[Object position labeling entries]
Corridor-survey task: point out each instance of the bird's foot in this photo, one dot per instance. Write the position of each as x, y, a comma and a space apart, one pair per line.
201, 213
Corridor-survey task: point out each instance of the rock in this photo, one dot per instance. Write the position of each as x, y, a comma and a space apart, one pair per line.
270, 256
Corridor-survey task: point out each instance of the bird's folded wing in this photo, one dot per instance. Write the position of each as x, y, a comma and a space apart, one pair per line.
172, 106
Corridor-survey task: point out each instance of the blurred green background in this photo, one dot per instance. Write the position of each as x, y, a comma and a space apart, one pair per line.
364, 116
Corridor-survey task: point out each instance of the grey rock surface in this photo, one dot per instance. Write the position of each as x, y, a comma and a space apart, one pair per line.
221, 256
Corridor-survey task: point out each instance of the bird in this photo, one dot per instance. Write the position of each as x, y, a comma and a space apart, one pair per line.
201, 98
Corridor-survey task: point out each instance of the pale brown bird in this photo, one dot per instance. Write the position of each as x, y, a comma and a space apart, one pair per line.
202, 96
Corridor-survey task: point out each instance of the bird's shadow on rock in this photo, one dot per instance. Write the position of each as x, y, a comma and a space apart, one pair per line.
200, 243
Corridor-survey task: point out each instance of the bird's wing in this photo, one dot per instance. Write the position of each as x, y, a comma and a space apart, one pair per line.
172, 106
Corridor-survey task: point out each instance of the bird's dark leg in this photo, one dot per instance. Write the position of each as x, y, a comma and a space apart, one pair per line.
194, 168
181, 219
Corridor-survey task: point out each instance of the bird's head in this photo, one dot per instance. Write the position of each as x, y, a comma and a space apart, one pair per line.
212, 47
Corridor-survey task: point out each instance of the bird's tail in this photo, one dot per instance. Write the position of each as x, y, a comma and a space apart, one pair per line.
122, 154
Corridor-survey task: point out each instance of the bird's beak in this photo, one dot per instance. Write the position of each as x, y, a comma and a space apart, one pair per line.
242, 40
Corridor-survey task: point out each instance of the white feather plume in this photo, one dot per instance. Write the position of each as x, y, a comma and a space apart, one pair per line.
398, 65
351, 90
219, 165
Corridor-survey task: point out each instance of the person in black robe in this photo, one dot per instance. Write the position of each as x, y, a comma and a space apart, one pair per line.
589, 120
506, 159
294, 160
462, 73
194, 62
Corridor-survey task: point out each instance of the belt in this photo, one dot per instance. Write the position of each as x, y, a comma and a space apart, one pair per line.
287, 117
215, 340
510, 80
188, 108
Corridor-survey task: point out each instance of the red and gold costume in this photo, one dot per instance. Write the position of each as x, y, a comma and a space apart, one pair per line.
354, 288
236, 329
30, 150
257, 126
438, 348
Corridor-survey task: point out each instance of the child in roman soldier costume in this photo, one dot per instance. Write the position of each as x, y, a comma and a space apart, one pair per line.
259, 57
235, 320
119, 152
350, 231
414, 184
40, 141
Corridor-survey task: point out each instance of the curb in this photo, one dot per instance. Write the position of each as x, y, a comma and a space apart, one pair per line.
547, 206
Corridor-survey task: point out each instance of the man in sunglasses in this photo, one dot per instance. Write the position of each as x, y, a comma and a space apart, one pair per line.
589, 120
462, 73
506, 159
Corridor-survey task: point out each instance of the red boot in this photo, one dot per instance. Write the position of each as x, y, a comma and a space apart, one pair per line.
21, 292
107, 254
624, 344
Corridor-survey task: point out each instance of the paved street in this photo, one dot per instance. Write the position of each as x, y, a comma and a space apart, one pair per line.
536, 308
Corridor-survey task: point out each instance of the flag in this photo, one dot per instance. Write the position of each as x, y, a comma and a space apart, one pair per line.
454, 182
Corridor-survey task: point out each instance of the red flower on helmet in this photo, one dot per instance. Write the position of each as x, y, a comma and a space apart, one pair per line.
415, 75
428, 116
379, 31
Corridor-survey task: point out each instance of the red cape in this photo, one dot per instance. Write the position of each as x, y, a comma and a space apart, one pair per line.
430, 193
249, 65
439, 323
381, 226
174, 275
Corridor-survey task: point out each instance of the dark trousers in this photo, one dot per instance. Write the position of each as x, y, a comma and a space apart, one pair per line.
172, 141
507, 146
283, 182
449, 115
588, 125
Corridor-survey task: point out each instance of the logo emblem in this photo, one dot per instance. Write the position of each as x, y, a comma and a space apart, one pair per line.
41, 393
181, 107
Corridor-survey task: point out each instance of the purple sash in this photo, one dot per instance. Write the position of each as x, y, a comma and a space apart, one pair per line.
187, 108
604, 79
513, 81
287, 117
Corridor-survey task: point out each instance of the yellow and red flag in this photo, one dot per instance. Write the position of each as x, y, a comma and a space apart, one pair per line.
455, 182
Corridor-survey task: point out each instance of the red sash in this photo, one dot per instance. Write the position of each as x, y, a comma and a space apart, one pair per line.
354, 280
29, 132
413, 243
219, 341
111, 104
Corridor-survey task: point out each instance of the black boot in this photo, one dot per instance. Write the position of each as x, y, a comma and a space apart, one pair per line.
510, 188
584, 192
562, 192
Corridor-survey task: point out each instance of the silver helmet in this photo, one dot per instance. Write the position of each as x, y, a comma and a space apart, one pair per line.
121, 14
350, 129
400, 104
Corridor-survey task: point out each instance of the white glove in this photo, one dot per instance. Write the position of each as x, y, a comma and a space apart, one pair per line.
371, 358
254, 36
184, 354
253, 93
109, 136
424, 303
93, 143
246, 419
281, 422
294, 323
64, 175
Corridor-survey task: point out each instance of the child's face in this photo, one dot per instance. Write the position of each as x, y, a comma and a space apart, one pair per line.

> EXERCISE DETAILS: Each line from the one containing "Corridor-survey task: point out each instance of the silver" to the end of the listing above should be copied exactly, and nothing else.

> WRITTEN ANSWER:
Corridor-survey task: point out each instance of the silver helmet in this photo, one dot per instance. Write the position of each as x, y, a comma and a space apart, one pair per line.
121, 14
350, 129
400, 104
Corridor-survey task: point out each instance of the white glove in this photo, one dot per instance. Write the position of each as x, y, a comma and a space apart, one pair per line.
371, 358
254, 36
184, 354
253, 93
109, 136
424, 303
93, 143
246, 419
281, 422
294, 323
64, 175
Corridor-survey task: point out each instance of the child's face in this photo, one dot per instance. Write the position of each as x, y, a comma and a space apart, one pair per line.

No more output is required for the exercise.